Goal:
Give each line of the listing below as a JSON array of strings, one string per line, with blank lines omitted.

Annotation records
+===+

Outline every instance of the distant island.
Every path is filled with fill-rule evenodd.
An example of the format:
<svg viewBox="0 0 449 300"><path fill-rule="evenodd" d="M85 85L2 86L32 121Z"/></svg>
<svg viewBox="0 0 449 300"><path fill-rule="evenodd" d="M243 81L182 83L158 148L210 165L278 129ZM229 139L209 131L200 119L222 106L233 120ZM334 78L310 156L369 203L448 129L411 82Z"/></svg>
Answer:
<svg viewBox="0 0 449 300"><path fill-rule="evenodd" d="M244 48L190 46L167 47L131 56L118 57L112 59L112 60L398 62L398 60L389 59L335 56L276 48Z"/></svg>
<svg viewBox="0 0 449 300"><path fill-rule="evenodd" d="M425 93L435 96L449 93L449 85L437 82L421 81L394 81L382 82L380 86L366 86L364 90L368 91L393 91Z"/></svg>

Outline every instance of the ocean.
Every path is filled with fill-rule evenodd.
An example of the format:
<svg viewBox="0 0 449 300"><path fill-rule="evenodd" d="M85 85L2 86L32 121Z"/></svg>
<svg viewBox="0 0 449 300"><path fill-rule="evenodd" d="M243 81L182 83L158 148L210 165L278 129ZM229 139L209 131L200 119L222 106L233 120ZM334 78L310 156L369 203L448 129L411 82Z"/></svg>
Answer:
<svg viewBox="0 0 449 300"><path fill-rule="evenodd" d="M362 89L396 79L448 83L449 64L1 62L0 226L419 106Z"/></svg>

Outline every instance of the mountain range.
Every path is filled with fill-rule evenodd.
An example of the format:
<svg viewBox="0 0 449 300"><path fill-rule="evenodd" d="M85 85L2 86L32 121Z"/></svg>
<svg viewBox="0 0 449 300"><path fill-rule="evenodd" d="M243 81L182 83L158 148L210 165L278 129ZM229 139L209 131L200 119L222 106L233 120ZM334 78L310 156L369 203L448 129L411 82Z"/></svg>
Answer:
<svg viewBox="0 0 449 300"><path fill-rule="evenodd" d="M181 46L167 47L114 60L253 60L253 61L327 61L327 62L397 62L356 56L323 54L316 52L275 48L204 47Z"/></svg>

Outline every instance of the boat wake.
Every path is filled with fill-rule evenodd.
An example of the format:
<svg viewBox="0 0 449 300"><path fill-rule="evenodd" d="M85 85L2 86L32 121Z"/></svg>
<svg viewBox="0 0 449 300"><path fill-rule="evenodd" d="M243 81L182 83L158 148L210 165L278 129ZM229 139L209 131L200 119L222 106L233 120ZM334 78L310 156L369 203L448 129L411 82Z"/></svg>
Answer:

+===+

Answer to the task:
[
  "Outline every instance of the distant island.",
  "Every path is filled with fill-rule evenodd.",
  "An example of the format:",
  "<svg viewBox=\"0 0 449 300\"><path fill-rule=\"evenodd\" d=\"M85 85L2 86L32 121Z\"/></svg>",
  "<svg viewBox=\"0 0 449 300\"><path fill-rule=\"evenodd\" d=\"M243 81L182 83L158 148L210 165L278 129ZM229 139L209 131L200 119L222 106L233 120ZM334 78L310 156L369 203L448 129L411 82Z\"/></svg>",
  "Answer:",
  "<svg viewBox=\"0 0 449 300\"><path fill-rule=\"evenodd\" d=\"M244 48L190 46L167 47L131 56L118 57L112 59L112 60L398 62L398 60L389 59L335 56L276 48Z\"/></svg>",
  "<svg viewBox=\"0 0 449 300\"><path fill-rule=\"evenodd\" d=\"M425 93L435 96L449 93L449 85L437 82L421 81L394 81L382 82L380 86L366 86L364 90L368 91L393 91Z\"/></svg>",
  "Outline every instance of the ocean.",
  "Every path is filled with fill-rule evenodd.",
  "An example of the format:",
  "<svg viewBox=\"0 0 449 300\"><path fill-rule=\"evenodd\" d=\"M85 85L2 86L32 121Z\"/></svg>",
  "<svg viewBox=\"0 0 449 300\"><path fill-rule=\"evenodd\" d=\"M243 81L182 83L158 148L210 165L278 129ZM229 139L209 131L200 119L222 106L233 120ZM334 78L310 156L369 203L448 129L411 82Z\"/></svg>",
  "Answer:",
  "<svg viewBox=\"0 0 449 300\"><path fill-rule=\"evenodd\" d=\"M362 89L396 79L448 83L449 64L1 62L0 226L419 106Z\"/></svg>",
  "Outline every instance of the mountain range.",
  "Every path is filled with fill-rule evenodd.",
  "An example of the format:",
  "<svg viewBox=\"0 0 449 300\"><path fill-rule=\"evenodd\" d=\"M85 85L2 86L32 121Z\"/></svg>",
  "<svg viewBox=\"0 0 449 300\"><path fill-rule=\"evenodd\" d=\"M243 81L182 83L158 148L210 165L278 129ZM229 139L209 131L200 119L222 106L233 120ZM334 78L310 156L369 203L448 129L411 82Z\"/></svg>",
  "Answer:",
  "<svg viewBox=\"0 0 449 300\"><path fill-rule=\"evenodd\" d=\"M181 46L167 47L114 60L253 60L253 61L327 61L327 62L397 62L356 56L323 54L316 52L275 48L204 47Z\"/></svg>",
  "Outline every instance of the boat wake.",
  "Every path is filled with fill-rule evenodd.",
  "An example of the format:",
  "<svg viewBox=\"0 0 449 300\"><path fill-rule=\"evenodd\" d=\"M85 85L2 86L32 121Z\"/></svg>",
  "<svg viewBox=\"0 0 449 300\"><path fill-rule=\"evenodd\" d=\"M243 81L182 83L158 148L210 165L278 129ZM229 139L209 131L200 119L222 106L233 120ZM334 78L310 156L369 203L448 129L411 82Z\"/></svg>",
  "Answer:"
]